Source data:
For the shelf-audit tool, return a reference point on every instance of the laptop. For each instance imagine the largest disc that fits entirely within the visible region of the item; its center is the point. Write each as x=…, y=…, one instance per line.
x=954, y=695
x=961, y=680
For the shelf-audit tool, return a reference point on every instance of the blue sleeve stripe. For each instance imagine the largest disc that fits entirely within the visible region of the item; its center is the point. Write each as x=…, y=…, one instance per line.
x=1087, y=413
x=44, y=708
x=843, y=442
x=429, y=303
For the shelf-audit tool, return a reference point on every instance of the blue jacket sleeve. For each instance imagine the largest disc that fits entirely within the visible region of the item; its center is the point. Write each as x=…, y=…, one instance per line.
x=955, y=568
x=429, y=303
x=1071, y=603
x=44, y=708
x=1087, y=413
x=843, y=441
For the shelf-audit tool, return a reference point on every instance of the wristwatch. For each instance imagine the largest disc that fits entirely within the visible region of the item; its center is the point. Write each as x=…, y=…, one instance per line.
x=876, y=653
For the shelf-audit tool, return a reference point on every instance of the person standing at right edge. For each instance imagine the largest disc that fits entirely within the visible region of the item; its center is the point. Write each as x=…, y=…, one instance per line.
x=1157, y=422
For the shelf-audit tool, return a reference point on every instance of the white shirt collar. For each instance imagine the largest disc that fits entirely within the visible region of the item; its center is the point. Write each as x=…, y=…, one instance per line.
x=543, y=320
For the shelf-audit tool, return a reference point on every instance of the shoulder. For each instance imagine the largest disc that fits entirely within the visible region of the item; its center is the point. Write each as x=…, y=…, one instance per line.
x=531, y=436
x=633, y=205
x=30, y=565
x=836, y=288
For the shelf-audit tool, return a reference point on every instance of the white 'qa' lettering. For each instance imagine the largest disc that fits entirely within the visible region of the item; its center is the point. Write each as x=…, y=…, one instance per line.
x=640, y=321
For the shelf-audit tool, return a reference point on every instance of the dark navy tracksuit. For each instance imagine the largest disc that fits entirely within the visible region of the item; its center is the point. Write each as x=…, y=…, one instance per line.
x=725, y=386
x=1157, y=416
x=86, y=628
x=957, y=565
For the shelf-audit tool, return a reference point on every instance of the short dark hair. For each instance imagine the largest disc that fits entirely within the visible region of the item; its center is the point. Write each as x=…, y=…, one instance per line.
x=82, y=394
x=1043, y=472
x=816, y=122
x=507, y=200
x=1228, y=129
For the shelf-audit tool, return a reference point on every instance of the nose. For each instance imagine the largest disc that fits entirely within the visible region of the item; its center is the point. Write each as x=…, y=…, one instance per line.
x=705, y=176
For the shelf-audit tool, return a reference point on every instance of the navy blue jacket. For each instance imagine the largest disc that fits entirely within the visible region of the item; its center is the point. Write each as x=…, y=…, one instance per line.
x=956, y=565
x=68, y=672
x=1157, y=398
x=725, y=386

▶ [Set task]:
Write out the material again, starting with the line that contains "of the person" and going on through the line that contains "x=1157, y=422". Keep the request as it is, and shift each coordinate in the answers by adding -101 to it.

▶ [Complete response]:
For the shelf-audit tool, return a reference point on every instance of the person standing at right edge. For each instance imagine the largest disc that fits entirely within the visible region of the item; its center is the point. Write each as x=…, y=…, one instance per line.
x=1056, y=321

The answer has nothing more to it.